WHAT IS BEING ASKED: Please write out, exactly as they appear, the line containing "233L574 235L576 243L582" and every line after it to the end of the records, and nothing more.

BEGIN

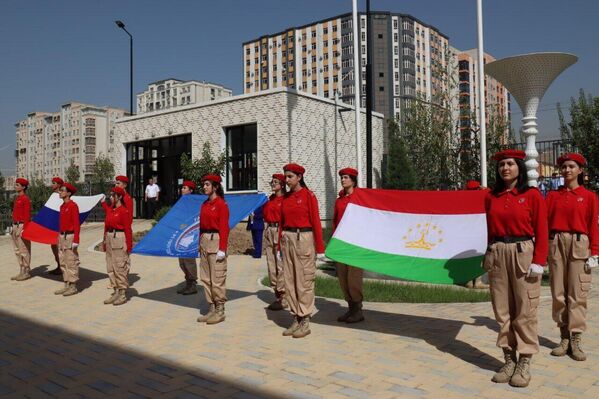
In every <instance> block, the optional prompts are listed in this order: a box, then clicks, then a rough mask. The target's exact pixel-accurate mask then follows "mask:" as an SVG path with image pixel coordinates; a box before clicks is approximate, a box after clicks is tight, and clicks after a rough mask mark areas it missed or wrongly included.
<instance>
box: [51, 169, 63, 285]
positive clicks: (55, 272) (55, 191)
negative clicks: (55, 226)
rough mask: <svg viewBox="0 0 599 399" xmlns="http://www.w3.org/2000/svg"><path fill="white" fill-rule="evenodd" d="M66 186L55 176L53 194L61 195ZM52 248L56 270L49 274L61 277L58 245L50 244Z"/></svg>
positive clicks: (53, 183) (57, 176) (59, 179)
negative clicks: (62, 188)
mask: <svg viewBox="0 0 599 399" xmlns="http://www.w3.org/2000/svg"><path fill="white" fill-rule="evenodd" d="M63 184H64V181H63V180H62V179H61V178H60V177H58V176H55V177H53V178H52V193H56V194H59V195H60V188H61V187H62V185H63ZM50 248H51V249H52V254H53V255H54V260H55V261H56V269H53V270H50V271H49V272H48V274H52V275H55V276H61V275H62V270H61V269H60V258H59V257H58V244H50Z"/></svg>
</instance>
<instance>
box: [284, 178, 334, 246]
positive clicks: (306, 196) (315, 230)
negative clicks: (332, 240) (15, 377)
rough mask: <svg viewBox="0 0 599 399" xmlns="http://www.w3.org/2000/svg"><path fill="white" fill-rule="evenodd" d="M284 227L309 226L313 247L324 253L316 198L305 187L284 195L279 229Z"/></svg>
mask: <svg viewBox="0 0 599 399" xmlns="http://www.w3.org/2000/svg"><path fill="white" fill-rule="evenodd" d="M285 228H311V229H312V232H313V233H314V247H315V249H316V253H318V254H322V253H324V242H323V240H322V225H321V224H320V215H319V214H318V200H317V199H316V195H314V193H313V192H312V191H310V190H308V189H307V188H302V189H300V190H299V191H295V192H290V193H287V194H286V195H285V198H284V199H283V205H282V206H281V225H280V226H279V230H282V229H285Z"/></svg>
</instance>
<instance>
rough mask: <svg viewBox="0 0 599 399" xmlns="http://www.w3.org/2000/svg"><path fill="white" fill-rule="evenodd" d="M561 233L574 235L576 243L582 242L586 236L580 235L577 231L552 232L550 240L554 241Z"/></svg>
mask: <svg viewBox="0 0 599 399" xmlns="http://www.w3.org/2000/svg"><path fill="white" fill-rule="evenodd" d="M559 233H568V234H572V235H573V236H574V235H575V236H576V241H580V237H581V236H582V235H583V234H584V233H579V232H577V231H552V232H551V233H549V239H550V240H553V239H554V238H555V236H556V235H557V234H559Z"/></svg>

END

RESPONSE FOR THIS EXERCISE:
rough mask: <svg viewBox="0 0 599 399" xmlns="http://www.w3.org/2000/svg"><path fill="white" fill-rule="evenodd" d="M561 233L574 235L576 243L582 242L586 236L580 235L577 231L552 232L550 240L554 241Z"/></svg>
mask: <svg viewBox="0 0 599 399" xmlns="http://www.w3.org/2000/svg"><path fill="white" fill-rule="evenodd" d="M559 233H568V234H572V235H573V236H574V235H575V236H576V241H580V237H581V236H582V235H583V234H584V233H579V232H577V231H552V232H551V233H549V239H550V240H553V239H554V238H555V236H556V235H557V234H559Z"/></svg>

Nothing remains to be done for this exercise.